[Dataset entries]

::::::::

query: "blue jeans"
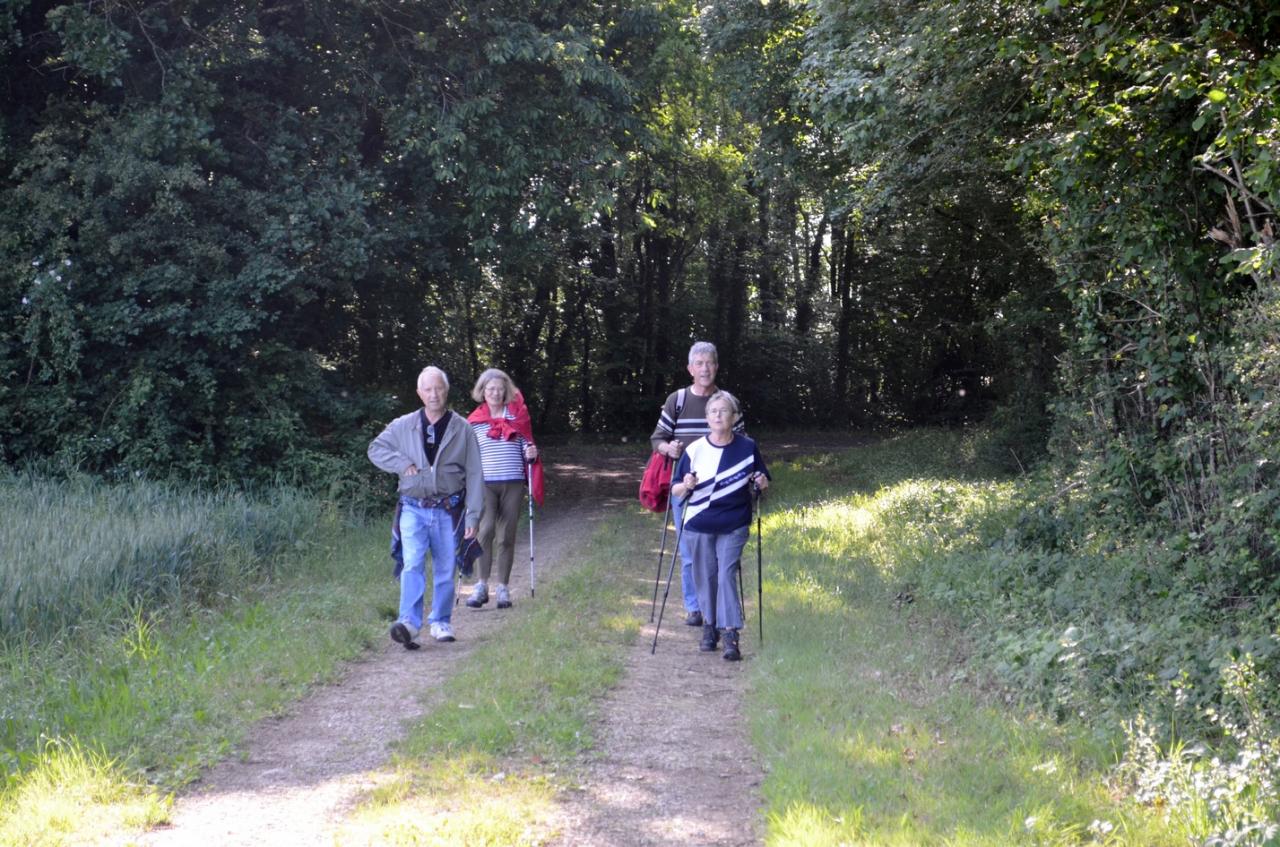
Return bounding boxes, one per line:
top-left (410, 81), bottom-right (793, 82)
top-left (397, 500), bottom-right (458, 629)
top-left (686, 526), bottom-right (750, 630)
top-left (672, 496), bottom-right (699, 613)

::::::::

▶ Your instructions
Without the pictures, give the entries above back exactly.

▶ Reply to the exercise
query: "blue jeans"
Return bounding boxes, one per line:
top-left (410, 81), bottom-right (793, 82)
top-left (397, 500), bottom-right (458, 629)
top-left (686, 526), bottom-right (750, 630)
top-left (672, 496), bottom-right (699, 613)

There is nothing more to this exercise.